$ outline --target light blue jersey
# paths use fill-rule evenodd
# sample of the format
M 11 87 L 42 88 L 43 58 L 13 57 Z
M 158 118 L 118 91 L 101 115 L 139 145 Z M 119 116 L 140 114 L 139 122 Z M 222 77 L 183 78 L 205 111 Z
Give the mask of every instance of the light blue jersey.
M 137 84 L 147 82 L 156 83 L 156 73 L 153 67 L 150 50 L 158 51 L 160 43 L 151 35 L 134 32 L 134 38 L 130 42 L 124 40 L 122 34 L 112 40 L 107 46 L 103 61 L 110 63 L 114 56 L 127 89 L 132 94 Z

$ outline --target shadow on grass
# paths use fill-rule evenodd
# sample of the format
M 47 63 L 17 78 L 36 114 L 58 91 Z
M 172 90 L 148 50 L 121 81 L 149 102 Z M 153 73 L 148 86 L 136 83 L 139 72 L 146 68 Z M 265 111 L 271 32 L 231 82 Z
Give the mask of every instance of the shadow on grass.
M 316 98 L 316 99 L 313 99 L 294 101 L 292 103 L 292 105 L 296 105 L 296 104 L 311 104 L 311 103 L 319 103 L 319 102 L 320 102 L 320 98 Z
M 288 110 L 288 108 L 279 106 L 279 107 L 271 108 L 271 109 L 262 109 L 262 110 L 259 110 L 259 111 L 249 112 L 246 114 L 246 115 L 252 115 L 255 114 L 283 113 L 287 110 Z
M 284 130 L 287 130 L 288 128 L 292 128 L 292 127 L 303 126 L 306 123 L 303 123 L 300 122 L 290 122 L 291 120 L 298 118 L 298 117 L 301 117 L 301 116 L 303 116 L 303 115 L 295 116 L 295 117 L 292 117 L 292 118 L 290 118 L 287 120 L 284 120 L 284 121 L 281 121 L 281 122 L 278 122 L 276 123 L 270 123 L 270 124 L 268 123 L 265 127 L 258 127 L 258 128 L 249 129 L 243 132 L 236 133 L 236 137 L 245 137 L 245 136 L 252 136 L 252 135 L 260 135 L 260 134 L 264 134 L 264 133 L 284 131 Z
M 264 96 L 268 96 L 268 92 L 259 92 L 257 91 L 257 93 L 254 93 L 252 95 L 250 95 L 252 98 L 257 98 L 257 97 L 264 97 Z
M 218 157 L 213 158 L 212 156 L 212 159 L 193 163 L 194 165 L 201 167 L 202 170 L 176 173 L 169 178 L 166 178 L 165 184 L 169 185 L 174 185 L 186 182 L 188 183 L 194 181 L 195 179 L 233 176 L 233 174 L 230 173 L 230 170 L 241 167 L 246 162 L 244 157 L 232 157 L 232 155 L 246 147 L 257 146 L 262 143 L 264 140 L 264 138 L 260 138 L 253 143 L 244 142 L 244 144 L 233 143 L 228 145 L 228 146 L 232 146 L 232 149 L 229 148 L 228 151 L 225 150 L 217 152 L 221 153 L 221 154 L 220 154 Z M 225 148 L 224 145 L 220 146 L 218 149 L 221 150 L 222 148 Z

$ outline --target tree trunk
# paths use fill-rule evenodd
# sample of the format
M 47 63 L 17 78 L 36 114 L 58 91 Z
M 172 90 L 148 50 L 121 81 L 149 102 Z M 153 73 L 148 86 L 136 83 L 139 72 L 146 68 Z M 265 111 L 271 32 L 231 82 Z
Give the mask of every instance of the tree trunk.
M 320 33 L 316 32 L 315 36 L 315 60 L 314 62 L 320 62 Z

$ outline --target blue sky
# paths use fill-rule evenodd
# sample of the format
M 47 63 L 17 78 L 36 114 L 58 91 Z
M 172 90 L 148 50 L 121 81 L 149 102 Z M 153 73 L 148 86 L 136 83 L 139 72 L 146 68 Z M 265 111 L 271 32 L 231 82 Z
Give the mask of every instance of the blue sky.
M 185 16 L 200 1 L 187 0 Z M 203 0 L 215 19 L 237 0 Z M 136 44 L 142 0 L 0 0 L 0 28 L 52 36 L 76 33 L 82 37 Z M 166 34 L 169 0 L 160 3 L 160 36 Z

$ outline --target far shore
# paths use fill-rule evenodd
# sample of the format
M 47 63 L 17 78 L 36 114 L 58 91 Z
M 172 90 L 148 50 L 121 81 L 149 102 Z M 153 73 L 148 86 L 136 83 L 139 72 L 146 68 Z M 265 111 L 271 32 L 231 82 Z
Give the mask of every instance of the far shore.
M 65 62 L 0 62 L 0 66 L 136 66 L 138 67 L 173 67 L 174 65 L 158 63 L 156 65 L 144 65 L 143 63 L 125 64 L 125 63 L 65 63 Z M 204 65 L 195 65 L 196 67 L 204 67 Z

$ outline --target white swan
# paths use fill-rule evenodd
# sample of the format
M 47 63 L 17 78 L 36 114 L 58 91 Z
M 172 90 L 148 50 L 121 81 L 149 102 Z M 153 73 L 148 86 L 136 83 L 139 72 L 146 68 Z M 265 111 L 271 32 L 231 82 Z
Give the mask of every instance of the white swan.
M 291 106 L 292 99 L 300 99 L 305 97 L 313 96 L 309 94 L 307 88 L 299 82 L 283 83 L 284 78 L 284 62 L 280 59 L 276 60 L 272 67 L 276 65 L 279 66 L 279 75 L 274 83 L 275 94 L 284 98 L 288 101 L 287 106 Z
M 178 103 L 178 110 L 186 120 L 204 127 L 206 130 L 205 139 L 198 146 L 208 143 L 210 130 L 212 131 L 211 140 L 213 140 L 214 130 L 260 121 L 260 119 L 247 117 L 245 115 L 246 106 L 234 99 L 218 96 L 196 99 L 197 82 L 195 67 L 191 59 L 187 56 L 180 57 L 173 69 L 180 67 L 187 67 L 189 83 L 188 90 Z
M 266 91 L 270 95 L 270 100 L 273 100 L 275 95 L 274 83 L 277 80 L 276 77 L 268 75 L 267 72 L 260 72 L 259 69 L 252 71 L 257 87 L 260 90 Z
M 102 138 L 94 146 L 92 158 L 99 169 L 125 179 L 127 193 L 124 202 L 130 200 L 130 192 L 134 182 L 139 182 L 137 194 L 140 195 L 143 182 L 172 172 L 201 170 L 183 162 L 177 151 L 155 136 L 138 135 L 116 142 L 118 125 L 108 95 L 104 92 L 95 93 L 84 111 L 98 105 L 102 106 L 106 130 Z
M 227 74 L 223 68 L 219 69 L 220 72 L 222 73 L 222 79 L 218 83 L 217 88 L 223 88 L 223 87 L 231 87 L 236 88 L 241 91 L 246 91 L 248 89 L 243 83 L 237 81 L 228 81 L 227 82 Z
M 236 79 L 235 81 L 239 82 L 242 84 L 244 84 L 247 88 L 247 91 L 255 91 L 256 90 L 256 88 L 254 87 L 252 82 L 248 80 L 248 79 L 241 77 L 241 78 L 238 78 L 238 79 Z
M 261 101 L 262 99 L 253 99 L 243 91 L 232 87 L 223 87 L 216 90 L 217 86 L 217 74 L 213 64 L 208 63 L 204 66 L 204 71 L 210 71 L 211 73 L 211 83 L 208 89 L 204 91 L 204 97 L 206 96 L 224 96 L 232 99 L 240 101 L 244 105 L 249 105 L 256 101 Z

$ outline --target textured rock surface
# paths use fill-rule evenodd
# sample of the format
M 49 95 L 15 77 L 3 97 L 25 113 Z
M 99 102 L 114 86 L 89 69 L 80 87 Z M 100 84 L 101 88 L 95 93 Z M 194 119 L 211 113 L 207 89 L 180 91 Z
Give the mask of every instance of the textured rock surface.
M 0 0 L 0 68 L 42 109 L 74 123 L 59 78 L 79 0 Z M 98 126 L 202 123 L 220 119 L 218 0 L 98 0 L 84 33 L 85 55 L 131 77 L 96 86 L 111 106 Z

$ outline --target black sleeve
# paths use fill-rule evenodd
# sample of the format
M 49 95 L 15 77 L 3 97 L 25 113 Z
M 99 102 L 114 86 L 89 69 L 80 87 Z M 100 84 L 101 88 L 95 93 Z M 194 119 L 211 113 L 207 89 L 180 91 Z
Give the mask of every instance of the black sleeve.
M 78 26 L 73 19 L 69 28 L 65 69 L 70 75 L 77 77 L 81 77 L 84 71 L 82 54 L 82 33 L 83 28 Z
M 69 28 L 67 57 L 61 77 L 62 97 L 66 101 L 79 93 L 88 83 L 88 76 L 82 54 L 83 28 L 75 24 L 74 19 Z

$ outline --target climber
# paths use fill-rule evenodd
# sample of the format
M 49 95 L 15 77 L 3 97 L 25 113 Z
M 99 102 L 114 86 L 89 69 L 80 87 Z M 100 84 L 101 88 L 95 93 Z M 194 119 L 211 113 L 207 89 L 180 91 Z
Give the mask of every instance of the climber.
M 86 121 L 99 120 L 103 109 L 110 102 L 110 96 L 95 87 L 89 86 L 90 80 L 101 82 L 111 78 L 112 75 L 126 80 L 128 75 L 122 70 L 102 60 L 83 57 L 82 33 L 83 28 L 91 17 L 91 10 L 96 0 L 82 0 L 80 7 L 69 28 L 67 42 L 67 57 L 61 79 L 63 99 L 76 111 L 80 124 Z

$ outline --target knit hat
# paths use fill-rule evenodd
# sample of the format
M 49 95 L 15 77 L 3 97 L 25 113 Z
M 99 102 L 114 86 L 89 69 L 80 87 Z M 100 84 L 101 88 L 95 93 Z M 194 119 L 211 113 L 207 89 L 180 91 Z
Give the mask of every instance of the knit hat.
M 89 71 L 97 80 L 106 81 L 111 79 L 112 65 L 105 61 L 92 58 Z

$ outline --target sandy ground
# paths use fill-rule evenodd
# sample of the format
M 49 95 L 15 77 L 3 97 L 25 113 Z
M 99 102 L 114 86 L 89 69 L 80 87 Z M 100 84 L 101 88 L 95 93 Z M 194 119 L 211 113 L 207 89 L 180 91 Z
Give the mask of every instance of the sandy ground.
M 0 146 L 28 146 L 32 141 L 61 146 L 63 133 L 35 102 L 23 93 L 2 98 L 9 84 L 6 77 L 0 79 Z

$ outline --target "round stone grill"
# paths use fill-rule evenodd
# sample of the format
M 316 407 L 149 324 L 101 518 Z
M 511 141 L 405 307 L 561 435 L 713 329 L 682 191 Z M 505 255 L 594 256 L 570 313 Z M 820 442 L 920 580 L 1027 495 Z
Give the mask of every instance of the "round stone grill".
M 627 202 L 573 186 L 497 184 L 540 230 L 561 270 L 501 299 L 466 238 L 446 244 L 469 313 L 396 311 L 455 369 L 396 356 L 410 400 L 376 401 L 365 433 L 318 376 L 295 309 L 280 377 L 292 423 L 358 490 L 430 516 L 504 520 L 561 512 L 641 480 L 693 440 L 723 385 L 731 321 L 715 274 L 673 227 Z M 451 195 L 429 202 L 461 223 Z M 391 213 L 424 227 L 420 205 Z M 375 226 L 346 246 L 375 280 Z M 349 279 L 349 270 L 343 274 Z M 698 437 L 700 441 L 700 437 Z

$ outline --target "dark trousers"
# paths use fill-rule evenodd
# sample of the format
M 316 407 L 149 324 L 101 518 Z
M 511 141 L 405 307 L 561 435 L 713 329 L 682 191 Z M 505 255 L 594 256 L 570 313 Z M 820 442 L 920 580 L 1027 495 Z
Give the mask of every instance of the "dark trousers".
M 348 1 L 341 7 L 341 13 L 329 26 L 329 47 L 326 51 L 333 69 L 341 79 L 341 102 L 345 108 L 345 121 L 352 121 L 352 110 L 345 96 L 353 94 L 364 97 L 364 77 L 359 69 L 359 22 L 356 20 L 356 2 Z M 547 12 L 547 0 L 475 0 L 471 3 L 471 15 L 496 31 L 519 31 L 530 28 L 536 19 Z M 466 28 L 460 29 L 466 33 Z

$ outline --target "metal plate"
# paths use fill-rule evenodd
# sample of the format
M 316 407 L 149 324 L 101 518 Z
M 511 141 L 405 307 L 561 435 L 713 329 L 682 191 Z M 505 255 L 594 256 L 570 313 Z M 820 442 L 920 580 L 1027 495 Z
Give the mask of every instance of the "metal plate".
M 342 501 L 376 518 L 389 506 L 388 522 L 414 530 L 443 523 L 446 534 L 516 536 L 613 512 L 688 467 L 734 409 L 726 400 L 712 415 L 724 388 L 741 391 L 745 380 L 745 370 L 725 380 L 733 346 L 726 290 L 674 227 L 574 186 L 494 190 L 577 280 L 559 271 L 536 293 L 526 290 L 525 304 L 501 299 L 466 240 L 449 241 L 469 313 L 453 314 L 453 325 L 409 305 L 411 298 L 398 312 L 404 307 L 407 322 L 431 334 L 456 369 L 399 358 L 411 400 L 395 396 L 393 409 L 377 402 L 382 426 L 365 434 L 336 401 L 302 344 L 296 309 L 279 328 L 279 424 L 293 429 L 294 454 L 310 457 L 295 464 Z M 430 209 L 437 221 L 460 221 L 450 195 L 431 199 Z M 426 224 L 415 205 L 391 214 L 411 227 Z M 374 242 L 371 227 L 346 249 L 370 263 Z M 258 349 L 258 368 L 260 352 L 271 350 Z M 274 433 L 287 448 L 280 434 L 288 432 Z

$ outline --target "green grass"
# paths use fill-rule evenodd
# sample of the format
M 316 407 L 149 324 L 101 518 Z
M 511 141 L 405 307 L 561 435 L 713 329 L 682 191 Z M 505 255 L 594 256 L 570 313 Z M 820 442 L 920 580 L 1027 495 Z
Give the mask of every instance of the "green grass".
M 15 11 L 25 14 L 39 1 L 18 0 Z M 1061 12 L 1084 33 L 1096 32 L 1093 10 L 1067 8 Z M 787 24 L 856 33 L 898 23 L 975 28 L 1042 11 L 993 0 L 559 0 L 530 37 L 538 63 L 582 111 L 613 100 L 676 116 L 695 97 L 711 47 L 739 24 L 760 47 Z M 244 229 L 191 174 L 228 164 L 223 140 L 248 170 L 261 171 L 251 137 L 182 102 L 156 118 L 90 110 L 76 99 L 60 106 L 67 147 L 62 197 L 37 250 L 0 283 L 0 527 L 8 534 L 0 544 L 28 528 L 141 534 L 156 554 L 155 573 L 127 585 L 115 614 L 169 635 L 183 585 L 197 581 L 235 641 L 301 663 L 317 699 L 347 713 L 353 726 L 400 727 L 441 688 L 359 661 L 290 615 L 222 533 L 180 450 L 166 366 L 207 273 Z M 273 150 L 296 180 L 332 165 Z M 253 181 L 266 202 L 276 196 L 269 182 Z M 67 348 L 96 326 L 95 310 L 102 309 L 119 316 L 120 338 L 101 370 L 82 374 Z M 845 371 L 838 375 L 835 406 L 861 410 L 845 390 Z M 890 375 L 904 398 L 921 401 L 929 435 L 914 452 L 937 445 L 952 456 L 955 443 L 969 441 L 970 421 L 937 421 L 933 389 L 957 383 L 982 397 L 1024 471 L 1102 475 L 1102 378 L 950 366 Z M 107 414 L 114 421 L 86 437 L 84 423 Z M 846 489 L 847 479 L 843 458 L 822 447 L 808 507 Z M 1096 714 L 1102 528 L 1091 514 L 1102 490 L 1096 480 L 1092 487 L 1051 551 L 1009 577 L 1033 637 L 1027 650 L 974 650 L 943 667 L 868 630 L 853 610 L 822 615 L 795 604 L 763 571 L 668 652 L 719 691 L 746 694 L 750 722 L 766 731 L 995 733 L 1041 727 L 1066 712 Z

**Directions for this task:** Copy out the lines starting at the one that contains "--target tree trunk" and ending after the one that contains "M 185 16 L 200", with no changes.

**Complete output:**
$ outline --target tree trunk
# paths use fill-rule evenodd
# sample of the format
M 47 63 L 17 78 L 36 114 L 58 91 Z
M 172 90 L 148 50 L 121 81 L 149 102 Z M 153 73 L 148 86 L 136 83 L 139 72 L 146 68 Z M 265 111 L 271 32 L 231 82 Z
Give the mask of every instance of the tree trunk.
M 320 33 L 316 32 L 315 36 L 315 60 L 314 62 L 320 62 Z

$ outline --target blue sky
# paths use fill-rule evenodd
# sample of the format
M 47 63 L 17 78 L 36 114 L 58 91 Z
M 172 90 L 148 50 L 121 81 L 149 102 Z M 153 73 L 148 86 L 136 83 L 139 72 L 146 68 Z M 265 111 L 271 32 L 231 82 Z
Give the mask of every instance of the blue sky.
M 185 16 L 200 1 L 187 0 Z M 203 0 L 215 19 L 237 0 Z M 136 44 L 142 0 L 0 0 L 0 28 L 52 36 L 76 33 L 82 37 Z M 166 34 L 169 0 L 160 3 L 160 36 Z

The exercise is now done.